### DOCUMENT PASSAGE
┏━━

Introduction
In pursuit of embracing innovation, iterative building and learning by doing, Glific team launched a v2 of the AI support bot. This is to leverage the power of LLMs to dip into the Glific platform’s documentation and generate a quick response to the queries being shared by NGOs (clients of the platforms) on the support channel. Read more on the context, prompts and model used here. A quick shoutout goes to Discord and Jugalbandi’s API to make this automation possible (for those interested to dive into the code go here)
Following is the review from the responses generated post 1 month of implementation.
Context
To evaluate, following was done
- All the data is being exported into a Google Sheet in real time. We are capturing the NGO query, the LLM response, and other meta-data needed for a drill down at later point
- We came up with a rubric to rate the responses generated by the LLM, which is as follows ( Responses are rated on 1-4, with 1 being the lowest rating and 4 being the highest)
- Irrelevant response
- Relevant but incomplete or inaccurate response
- Accurate but not actionable response
- Accurate and actionable response
- Reviewed each response on a scale of 1 to 4 based up discretion of the support team (subject matter expert)

┗━━

### RAW DATA
┏━━

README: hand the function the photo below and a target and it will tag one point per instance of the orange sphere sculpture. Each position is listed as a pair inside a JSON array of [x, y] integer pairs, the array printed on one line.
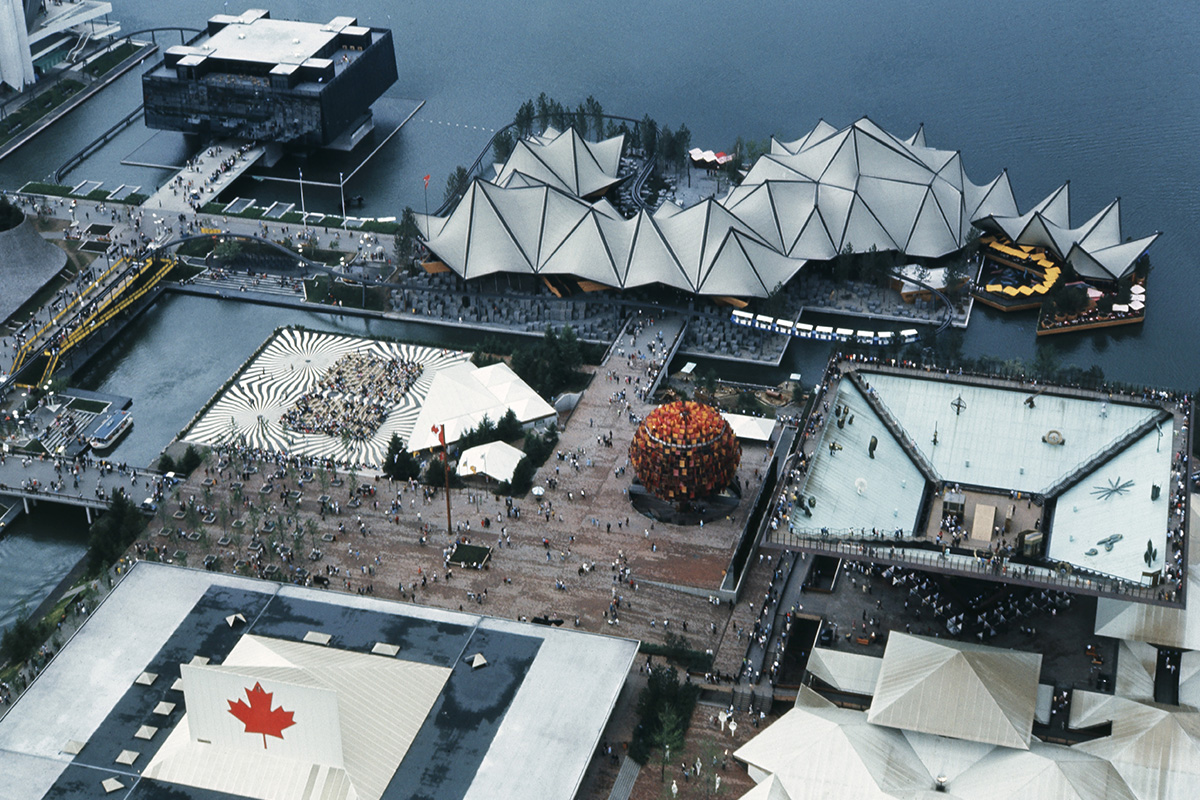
[[684, 451]]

┗━━

### YOUR OBJECTIVE
Can you repeat the Glific support bot review, starting with "Introduction" and going on through "month of implementation.", substituting "help" for "support"?

### SOLUTION FOR THIS TASK
Introduction
In pursuit of embracing innovation, iterative building and learning by doing, Glific team launched a v2 of the AI help bot. This is to leverage the power of LLMs to dip into the Glific platform’s documentation and generate a quick response to the queries being shared by NGOs (clients of the platforms) on the help channel. Read more on the context, prompts and model used here. A quick shoutout goes to Discord and Jugalbandi’s API to make this automation possible (for those interested to dive into the code go here)
Following is the review from the responses generated post 1 month of implementation.